ASSIGNMENT - Please retype each record exactly as it stands below.

RECORD EXCERPTS -
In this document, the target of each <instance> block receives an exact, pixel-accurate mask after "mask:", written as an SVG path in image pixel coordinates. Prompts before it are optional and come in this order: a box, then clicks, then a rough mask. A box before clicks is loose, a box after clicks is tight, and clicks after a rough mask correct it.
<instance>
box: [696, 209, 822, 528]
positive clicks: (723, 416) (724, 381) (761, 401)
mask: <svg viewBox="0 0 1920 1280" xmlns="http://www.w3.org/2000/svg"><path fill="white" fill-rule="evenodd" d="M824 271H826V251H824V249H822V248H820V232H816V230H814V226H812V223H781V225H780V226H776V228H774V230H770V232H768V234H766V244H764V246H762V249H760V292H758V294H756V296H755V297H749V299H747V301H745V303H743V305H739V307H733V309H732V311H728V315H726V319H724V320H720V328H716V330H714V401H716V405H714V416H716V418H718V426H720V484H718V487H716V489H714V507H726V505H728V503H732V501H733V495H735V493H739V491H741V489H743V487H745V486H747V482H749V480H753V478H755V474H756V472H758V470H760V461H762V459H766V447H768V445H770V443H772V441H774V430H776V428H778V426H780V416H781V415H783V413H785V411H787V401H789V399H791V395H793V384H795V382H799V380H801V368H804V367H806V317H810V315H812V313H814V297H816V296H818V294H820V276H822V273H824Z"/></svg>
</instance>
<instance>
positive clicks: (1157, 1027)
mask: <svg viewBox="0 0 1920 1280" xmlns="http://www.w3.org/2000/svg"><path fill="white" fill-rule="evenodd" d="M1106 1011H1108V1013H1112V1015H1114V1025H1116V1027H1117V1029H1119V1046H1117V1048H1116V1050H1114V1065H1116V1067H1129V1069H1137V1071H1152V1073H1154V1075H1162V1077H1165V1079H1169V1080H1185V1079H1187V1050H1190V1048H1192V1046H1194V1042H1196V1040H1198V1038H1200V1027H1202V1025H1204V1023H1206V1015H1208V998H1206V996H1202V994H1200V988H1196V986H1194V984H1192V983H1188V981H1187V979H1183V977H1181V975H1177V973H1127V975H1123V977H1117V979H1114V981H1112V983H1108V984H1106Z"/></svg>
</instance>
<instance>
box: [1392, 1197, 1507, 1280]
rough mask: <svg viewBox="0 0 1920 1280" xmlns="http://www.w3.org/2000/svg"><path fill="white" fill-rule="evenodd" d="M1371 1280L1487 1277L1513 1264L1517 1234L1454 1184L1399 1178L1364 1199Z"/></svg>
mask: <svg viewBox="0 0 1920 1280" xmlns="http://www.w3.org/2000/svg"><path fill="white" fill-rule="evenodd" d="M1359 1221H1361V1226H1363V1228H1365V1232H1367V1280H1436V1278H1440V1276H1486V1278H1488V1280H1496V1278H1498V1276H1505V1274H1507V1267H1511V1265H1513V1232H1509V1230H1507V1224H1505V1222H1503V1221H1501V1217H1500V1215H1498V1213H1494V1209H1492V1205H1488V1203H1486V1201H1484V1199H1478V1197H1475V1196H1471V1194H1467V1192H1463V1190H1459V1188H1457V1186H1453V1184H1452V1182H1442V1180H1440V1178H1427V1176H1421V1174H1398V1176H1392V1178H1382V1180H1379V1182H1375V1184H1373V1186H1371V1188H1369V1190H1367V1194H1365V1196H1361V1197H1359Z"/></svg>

ANSWER BELOW -
In this document, the target of each <instance> block receives an exact, pixel-accurate mask after "mask:", written as an SVG path in image pixel coordinates. Prompts before it are optional and come in this order: a box, then clicks, then a rough mask. A box before clicks is loose, a box after clicks is tight, and clicks after a rough mask correct it.
<instance>
box: [696, 209, 822, 528]
positive clicks: (723, 416) (724, 381) (761, 401)
mask: <svg viewBox="0 0 1920 1280" xmlns="http://www.w3.org/2000/svg"><path fill="white" fill-rule="evenodd" d="M824 271H826V251H824V249H822V248H820V232H816V230H814V226H812V223H781V225H780V226H776V228H774V230H770V232H768V234H766V244H764V246H762V249H760V292H758V294H756V296H755V297H749V299H747V301H745V303H743V305H739V307H733V309H732V311H728V315H726V319H724V320H720V328H716V330H714V401H716V405H714V416H716V418H718V426H720V484H718V487H716V489H714V507H726V505H728V503H732V501H733V495H735V493H739V491H741V489H743V487H745V486H747V482H749V480H753V478H755V474H756V472H758V470H760V461H762V459H766V447H768V445H770V443H772V441H774V430H776V428H778V426H780V416H781V415H783V413H785V411H787V401H789V399H791V395H793V384H795V382H799V380H801V368H804V367H806V317H810V315H812V313H814V297H816V296H818V294H820V276H822V273H824Z"/></svg>
</instance>
<instance>
positive clicks: (1157, 1027)
mask: <svg viewBox="0 0 1920 1280" xmlns="http://www.w3.org/2000/svg"><path fill="white" fill-rule="evenodd" d="M1106 1011H1108V1013H1112V1015H1114V1025H1116V1027H1117V1029H1119V1046H1117V1048H1116V1050H1114V1065H1116V1067H1129V1069H1137V1071H1152V1073H1154V1075H1162V1077H1165V1079H1169V1080H1185V1079H1187V1050H1190V1048H1192V1046H1194V1042H1196V1040H1198V1038H1200V1027H1202V1025H1204V1023H1206V1015H1208V998H1206V996H1202V994H1200V988H1196V986H1194V984H1192V983H1188V981H1187V979H1183V977H1181V975H1177V973H1127V975H1123V977H1117V979H1114V981H1112V983H1108V984H1106Z"/></svg>
</instance>
<instance>
box: [1392, 1197, 1507, 1280]
rough mask: <svg viewBox="0 0 1920 1280" xmlns="http://www.w3.org/2000/svg"><path fill="white" fill-rule="evenodd" d="M1371 1280L1487 1277L1513 1264L1517 1234L1454 1184L1399 1178L1364 1199Z"/></svg>
mask: <svg viewBox="0 0 1920 1280" xmlns="http://www.w3.org/2000/svg"><path fill="white" fill-rule="evenodd" d="M1359 1221H1361V1226H1363V1228H1365V1232H1367V1280H1436V1278H1440V1276H1486V1278H1488V1280H1496V1278H1498V1276H1505V1274H1507V1267H1511V1265H1513V1232H1509V1230H1507V1224H1505V1222H1503V1221H1501V1217H1500V1215H1498V1213H1494V1209H1492V1205H1488V1203H1486V1201H1484V1199H1478V1197H1475V1196H1471V1194H1467V1192H1463V1190H1459V1188H1457V1186H1453V1184H1452V1182H1442V1180H1440V1178H1427V1176H1421V1174H1398V1176H1392V1178H1382V1180H1379V1182H1375V1184H1373V1186H1371V1188H1369V1190H1367V1194H1365V1196H1361V1197H1359Z"/></svg>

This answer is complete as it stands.